══ Selected text ══

I meant to write this some days ago, but I am discovering that work is eating the hours as never before. It’s not only when you are having fun that time flies…
But last Sunday afternoon was perfect for late March. I spent the best of it at The White Lion in Fobbing, drinking jars of ale with my cousin and enjoying bright sunshine, being the only two sitting out in the garden. There was something timeless about enjoying a beer, surrounded by violets, the stone tower of the church behind us and it was impossible not to feel the history.
We were joined on the bench by a craggy wildfowler and the conversation turned to trees and birds, the durability of fence posts hewn from different hard woods and a reassuringly rural challenge to burn chestnut without it spitting (apparently if it is seasoned after a natural dead fall it doesn’t – in any other circumstances it does). So very good to be reminded that there are still folk around who really do understand the way in which our lives are bound up with the countryside – and not in a soppy, sentimental way, but one that recognises the co-dependence of different habitats. It’s not many afternoons that I get to discuss the impact of plastic fascia boards on the nesting potential of houses and their contribution to declining garden bird populations. We left giving merry assurances to investigate the re-siting of owl boxes.

═══
══ Data rows ══

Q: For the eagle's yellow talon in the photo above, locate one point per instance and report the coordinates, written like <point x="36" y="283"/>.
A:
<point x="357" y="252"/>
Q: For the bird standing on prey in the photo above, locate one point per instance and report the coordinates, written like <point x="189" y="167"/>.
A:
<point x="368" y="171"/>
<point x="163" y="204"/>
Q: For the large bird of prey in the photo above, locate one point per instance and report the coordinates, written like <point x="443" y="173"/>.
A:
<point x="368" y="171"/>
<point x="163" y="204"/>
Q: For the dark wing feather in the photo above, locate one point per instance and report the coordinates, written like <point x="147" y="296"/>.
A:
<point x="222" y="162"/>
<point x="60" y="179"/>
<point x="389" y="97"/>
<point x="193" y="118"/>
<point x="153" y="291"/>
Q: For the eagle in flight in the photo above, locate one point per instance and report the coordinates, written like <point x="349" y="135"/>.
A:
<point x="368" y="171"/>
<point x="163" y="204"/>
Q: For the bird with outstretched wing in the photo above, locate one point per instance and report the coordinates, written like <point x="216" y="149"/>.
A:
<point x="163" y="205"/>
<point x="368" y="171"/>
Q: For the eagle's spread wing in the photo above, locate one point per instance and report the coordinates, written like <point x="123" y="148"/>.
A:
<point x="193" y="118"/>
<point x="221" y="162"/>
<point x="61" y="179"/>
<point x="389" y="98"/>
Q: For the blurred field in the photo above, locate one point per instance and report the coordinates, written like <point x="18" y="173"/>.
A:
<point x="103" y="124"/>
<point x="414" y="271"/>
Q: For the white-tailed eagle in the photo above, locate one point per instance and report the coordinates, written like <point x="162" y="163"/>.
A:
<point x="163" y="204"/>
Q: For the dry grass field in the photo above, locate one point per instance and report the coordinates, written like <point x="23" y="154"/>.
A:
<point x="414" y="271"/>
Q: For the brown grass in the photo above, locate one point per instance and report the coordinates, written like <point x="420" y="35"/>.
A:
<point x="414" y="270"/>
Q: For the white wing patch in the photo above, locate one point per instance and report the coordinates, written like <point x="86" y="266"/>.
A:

═══

- List of tasks -
(A) Give the part of the post about the afternoon at The White Lion from "I meant to write" to "feel the history." again, switching "cousin" to "brother".
(B) In the post about the afternoon at The White Lion, who joined the writer and the cousin on the bench?

- Final results -
(A)
I meant to write this some days ago, but I am discovering that work is eating the hours as never before. It’s not only when you are having fun that time flies…
But last Sunday afternoon was perfect for late March. I spent the best of it at The White Lion in Fobbing, drinking jars of ale with my brother and enjoying bright sunshine, being the only two sitting out in the garden. There was something timeless about enjoying a beer, surrounded by violets, the stone tower of the church behind us and it was impossible not to feel the history.

(B) A craggy wildfowler.